[Opening Material provided section]

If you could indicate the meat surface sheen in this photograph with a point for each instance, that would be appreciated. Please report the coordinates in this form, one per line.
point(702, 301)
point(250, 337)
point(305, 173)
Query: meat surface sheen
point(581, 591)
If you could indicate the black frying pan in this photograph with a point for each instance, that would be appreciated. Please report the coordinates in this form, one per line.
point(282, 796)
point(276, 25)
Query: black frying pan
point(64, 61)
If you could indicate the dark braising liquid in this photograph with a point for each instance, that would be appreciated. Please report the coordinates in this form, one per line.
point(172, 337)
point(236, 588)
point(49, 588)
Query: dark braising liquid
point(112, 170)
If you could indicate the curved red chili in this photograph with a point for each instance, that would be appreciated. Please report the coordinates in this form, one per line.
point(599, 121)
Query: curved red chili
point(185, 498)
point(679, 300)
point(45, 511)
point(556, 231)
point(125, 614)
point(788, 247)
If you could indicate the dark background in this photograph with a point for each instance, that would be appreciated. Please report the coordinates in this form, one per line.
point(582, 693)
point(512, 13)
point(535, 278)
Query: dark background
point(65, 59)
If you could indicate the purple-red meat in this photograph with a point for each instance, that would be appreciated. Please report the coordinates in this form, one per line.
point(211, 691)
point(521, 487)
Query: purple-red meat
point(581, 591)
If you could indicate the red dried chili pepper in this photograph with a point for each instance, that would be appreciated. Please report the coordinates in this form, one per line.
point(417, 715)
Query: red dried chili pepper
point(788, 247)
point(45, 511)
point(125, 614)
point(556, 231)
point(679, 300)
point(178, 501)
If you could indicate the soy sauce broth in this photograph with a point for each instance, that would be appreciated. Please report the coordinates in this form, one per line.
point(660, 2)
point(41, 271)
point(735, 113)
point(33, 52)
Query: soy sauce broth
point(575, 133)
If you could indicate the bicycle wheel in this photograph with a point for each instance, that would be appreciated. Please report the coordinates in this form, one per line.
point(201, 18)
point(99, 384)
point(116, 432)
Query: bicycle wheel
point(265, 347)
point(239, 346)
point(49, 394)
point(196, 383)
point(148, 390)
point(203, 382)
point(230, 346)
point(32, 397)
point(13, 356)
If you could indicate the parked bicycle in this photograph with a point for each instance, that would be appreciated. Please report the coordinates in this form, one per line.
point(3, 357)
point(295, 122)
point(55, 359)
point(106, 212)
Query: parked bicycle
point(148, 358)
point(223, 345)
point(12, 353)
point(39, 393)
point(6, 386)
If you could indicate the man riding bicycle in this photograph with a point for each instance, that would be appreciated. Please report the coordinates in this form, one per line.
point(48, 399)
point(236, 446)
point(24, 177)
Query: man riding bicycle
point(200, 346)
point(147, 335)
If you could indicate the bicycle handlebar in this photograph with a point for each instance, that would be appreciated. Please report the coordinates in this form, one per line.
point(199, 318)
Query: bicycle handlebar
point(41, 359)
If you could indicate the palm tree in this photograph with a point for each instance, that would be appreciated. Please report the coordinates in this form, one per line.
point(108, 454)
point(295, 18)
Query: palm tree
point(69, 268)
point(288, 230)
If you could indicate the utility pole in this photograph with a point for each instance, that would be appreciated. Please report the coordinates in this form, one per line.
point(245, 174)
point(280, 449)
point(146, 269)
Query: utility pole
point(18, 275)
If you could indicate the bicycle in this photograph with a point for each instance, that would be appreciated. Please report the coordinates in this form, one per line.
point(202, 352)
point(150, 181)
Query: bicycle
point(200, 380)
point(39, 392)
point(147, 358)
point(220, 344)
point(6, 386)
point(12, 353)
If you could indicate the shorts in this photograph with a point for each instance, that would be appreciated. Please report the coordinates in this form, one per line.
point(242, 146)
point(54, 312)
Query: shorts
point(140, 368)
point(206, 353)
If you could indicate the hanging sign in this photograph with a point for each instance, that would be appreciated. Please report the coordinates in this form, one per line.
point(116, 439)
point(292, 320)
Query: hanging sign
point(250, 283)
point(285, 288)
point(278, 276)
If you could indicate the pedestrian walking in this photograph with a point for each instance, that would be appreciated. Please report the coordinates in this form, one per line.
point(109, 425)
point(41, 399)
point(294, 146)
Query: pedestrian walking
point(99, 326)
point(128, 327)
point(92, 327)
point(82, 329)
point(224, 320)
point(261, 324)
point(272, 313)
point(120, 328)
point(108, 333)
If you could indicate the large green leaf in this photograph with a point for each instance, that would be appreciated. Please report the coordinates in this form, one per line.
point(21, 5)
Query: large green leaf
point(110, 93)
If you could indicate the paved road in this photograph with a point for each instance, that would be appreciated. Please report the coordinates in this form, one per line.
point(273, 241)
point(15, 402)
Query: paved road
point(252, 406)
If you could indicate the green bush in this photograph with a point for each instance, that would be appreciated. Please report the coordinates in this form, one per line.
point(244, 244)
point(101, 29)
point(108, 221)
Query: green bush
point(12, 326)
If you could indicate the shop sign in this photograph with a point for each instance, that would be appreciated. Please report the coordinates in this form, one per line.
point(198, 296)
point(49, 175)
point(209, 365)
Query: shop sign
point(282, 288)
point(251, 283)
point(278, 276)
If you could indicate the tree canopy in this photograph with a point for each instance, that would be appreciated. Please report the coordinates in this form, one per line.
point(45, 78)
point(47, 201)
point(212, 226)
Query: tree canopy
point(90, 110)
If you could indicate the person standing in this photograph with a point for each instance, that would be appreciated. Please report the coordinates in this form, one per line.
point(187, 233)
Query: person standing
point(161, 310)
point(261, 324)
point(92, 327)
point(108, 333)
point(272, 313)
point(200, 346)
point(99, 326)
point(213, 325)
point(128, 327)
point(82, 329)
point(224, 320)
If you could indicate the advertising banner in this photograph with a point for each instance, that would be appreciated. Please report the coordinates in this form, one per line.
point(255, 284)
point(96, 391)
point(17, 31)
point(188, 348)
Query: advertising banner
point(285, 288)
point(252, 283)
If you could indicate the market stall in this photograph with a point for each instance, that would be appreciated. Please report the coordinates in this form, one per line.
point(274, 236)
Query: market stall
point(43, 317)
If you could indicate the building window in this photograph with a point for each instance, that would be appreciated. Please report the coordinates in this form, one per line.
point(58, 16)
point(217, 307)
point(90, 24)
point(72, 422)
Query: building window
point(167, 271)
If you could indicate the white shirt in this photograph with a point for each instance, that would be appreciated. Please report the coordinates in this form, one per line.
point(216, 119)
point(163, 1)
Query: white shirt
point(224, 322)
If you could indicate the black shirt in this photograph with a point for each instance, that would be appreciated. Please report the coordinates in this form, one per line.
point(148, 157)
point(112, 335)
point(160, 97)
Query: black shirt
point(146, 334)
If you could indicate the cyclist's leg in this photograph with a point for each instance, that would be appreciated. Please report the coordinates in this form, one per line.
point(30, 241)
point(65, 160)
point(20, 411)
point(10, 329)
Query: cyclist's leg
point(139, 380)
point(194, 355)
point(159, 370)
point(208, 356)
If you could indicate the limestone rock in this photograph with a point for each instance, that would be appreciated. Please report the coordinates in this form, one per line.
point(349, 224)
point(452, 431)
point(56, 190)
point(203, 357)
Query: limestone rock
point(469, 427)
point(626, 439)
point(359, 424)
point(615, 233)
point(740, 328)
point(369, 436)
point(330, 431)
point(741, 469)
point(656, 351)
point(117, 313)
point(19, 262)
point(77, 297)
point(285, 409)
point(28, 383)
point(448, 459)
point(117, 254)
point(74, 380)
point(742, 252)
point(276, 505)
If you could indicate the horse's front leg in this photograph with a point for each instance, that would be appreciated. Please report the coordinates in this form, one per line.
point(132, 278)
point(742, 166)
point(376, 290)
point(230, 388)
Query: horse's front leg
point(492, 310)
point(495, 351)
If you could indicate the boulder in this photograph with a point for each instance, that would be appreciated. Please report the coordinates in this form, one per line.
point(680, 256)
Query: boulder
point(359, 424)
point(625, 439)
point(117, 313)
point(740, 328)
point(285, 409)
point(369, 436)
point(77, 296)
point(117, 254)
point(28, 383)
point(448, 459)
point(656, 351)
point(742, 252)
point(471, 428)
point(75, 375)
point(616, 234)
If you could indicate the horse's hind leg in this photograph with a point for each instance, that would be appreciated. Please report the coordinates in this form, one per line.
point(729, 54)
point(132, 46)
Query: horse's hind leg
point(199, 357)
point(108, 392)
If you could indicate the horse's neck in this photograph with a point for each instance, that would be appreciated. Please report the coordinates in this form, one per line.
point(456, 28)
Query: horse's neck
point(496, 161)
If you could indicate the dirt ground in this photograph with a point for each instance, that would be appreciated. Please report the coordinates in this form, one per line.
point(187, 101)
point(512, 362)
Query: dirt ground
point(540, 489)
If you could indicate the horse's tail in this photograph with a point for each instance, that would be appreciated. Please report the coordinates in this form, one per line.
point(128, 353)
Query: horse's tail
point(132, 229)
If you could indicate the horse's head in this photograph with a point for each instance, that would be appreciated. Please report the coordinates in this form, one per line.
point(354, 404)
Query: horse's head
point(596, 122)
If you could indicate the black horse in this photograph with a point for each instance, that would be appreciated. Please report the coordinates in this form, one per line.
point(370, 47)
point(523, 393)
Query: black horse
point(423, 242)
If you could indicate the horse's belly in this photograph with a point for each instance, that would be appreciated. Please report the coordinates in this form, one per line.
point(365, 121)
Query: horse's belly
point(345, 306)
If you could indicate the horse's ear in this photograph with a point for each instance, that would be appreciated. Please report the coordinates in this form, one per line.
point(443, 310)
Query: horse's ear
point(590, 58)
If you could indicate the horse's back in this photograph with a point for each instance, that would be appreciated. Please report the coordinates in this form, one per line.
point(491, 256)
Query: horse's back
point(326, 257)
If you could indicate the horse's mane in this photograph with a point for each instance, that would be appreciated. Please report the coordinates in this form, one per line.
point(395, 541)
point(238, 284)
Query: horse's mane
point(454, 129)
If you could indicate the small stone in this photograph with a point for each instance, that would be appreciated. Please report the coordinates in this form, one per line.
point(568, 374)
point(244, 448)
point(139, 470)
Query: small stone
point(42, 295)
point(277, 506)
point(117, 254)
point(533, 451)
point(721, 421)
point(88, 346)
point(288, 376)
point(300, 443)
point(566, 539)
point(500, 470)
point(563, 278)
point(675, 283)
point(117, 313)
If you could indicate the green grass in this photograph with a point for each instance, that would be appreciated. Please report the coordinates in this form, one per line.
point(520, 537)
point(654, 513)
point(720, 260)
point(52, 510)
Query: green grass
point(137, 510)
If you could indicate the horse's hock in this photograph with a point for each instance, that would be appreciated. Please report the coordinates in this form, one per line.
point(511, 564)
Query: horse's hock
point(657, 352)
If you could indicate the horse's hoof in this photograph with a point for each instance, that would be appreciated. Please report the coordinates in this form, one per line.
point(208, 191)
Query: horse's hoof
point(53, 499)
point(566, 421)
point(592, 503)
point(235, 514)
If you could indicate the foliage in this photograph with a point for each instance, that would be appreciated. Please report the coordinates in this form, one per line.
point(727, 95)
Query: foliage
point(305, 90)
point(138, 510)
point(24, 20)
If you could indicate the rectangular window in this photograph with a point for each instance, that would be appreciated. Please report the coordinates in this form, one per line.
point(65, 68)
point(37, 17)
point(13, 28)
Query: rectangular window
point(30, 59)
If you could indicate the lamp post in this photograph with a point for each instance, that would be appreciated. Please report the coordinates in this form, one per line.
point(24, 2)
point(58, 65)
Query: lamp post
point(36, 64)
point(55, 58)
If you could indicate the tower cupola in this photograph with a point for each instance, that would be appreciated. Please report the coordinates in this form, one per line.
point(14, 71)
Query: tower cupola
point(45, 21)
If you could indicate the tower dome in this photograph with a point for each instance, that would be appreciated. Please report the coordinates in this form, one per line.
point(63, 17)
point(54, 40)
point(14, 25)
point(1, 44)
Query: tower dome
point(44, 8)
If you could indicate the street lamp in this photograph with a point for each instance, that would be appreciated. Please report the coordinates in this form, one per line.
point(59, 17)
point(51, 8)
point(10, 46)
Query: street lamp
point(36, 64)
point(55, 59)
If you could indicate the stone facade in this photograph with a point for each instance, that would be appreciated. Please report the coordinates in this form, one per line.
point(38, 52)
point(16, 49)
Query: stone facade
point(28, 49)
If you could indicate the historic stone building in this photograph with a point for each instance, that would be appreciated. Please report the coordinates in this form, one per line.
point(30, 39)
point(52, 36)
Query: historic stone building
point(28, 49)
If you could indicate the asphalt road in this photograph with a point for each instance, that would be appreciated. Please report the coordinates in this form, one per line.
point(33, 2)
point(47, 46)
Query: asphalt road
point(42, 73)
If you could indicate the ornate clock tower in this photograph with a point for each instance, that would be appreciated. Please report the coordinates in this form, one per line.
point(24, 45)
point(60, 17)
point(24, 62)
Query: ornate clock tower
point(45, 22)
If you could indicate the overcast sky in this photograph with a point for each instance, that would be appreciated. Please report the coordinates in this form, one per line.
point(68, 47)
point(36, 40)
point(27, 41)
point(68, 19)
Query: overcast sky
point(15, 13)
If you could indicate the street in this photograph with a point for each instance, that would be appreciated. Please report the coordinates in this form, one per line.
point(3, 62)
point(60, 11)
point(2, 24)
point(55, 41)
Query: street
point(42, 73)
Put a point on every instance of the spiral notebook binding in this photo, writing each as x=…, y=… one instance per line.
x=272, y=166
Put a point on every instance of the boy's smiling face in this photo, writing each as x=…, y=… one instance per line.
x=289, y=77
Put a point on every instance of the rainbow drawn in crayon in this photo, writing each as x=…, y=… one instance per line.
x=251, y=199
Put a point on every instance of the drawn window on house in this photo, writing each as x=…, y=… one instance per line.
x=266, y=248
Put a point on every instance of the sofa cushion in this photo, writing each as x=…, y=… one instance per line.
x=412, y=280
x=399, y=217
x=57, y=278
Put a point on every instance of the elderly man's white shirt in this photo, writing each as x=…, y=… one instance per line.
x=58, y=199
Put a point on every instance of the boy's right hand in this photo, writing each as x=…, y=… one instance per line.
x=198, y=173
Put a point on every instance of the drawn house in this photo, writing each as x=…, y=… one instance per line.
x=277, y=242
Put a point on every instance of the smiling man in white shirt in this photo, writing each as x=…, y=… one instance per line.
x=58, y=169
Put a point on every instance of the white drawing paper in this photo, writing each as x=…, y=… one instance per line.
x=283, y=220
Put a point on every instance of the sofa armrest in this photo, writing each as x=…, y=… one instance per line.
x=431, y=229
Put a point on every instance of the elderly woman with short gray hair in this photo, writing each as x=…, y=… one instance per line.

[Closing Material provided section]

Reproduce exactly the lines above from the line with "point(512, 13)" to the line with "point(211, 691)", including both, and add nothing.

point(512, 13)
point(535, 278)
Query: dark background
point(65, 59)
If you could indicate the purple-red meat in this photograph with a point for each instance, that would be appreciated. Please report the coordinates in this form, one per line.
point(211, 691)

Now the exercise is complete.